Gather every line of the entries that contains the string "spectators", copying each one in full.

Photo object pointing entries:
————
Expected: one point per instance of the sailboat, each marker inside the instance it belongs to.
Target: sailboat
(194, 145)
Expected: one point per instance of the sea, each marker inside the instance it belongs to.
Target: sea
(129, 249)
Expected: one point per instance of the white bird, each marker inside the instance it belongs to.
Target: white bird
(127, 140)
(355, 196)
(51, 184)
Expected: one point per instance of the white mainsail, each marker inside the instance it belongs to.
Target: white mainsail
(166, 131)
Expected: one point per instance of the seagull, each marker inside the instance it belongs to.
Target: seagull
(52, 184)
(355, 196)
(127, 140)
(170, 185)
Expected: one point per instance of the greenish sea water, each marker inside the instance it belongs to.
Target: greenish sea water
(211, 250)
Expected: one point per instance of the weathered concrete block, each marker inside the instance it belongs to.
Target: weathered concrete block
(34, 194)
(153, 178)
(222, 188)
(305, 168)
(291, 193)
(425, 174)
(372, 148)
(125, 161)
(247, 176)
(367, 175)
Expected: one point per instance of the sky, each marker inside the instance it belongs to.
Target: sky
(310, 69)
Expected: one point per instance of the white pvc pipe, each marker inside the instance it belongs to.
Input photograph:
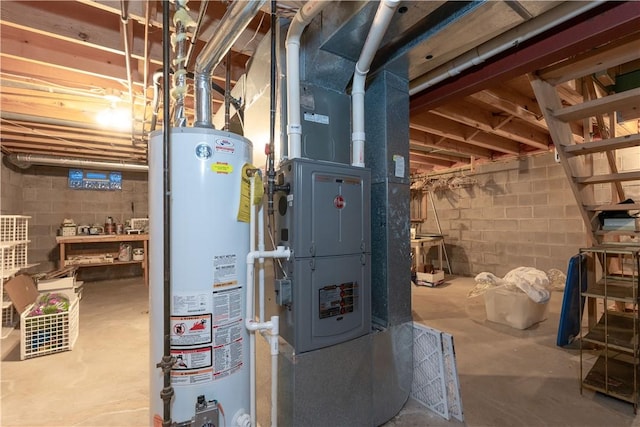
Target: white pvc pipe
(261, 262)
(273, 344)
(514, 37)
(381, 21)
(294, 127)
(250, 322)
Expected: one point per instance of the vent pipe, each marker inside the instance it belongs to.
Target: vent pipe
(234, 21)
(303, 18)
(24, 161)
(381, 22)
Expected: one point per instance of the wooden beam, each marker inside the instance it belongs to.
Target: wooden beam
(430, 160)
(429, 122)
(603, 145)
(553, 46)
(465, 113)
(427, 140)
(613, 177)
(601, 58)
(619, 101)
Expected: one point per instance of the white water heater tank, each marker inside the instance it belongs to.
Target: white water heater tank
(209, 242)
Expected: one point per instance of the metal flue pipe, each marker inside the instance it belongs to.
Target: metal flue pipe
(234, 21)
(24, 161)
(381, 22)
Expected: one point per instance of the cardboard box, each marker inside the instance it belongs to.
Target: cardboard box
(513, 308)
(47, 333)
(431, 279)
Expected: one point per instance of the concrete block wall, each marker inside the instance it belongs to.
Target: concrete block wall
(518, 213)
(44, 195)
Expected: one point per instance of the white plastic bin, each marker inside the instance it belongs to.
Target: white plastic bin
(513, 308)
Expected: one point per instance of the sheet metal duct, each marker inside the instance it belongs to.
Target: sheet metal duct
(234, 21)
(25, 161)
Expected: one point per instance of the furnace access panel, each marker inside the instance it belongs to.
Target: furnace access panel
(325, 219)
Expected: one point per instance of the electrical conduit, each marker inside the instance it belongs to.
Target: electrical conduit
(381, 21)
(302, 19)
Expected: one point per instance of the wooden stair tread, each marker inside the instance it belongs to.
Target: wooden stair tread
————
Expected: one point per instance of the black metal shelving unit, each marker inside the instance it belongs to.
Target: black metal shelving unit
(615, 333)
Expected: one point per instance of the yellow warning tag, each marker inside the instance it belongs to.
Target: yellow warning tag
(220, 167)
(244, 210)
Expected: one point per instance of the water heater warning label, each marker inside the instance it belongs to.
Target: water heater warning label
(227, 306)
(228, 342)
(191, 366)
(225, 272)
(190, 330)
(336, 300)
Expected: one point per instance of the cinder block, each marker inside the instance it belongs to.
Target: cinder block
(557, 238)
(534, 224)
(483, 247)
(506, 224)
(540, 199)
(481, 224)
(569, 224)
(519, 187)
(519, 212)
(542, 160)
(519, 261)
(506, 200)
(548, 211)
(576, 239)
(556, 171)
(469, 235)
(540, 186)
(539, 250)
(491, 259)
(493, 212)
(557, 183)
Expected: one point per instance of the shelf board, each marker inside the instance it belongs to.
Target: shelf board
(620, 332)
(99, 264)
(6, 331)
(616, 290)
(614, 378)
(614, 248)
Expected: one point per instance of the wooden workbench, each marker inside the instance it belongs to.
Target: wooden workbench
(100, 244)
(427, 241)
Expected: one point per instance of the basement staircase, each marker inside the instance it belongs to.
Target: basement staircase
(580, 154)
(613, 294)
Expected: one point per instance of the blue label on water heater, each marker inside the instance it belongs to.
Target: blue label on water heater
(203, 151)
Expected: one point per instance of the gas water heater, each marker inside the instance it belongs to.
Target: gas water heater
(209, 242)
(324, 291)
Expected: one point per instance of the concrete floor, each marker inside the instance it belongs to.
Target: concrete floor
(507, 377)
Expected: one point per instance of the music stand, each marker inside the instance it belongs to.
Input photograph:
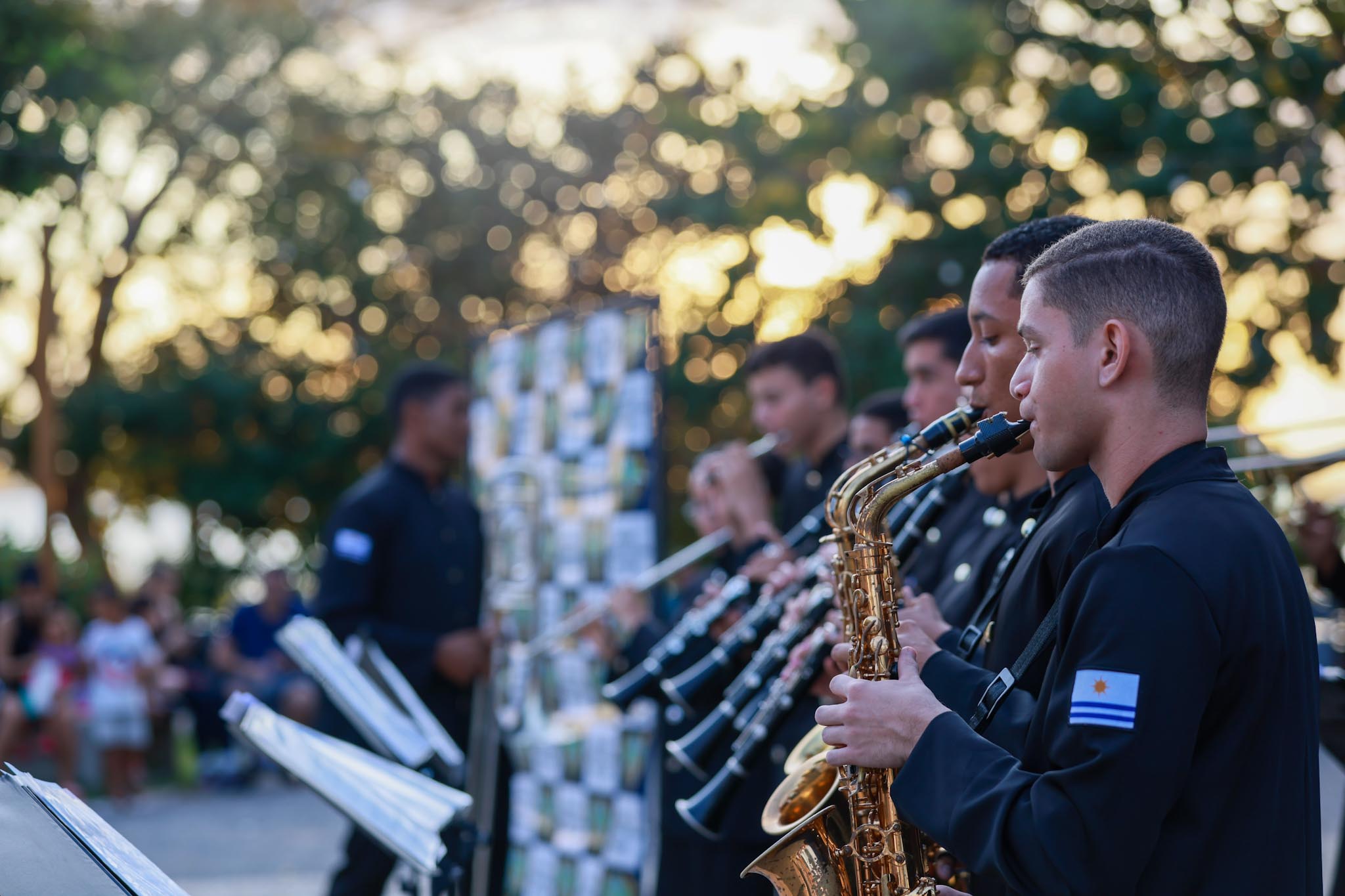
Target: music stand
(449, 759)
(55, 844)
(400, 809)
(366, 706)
————
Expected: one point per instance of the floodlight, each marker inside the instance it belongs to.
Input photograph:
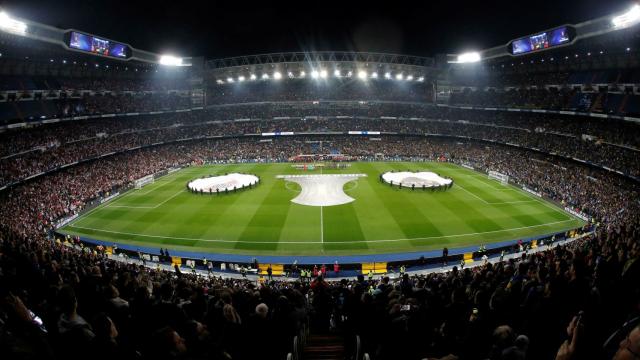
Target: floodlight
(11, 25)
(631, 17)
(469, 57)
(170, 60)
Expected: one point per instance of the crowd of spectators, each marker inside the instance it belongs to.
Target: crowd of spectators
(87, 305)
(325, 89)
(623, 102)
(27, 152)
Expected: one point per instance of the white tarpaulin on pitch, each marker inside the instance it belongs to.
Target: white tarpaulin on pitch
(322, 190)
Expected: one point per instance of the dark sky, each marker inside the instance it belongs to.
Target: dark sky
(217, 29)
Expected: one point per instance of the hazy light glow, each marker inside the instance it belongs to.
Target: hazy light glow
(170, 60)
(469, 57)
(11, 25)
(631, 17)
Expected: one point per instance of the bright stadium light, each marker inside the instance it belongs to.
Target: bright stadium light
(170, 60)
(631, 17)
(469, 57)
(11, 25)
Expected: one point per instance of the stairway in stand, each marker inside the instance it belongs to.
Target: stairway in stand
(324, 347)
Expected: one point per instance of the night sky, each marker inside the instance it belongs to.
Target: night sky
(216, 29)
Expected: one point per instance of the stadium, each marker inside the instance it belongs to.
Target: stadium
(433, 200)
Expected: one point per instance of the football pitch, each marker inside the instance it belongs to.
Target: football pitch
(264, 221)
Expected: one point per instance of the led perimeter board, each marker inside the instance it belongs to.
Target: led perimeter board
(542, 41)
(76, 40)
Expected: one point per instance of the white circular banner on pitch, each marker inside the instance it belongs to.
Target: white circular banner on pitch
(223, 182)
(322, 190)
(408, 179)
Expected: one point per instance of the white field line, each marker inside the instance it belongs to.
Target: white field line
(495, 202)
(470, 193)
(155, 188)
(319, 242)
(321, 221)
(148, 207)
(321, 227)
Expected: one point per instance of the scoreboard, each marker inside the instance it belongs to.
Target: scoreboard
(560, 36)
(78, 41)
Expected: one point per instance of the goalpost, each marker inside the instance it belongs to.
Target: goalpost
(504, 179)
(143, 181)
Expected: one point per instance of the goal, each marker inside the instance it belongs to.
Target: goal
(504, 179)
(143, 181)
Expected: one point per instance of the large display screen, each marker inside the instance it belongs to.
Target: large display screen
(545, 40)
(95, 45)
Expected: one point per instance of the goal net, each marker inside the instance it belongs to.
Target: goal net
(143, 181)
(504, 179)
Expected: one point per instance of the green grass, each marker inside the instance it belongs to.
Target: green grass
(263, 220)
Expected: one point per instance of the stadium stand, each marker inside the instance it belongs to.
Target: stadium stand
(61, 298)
————
(Response)
Expected: one point per instance of the crowd of spectators, each marker inside the instance it belongs to.
Target: crowd of spectators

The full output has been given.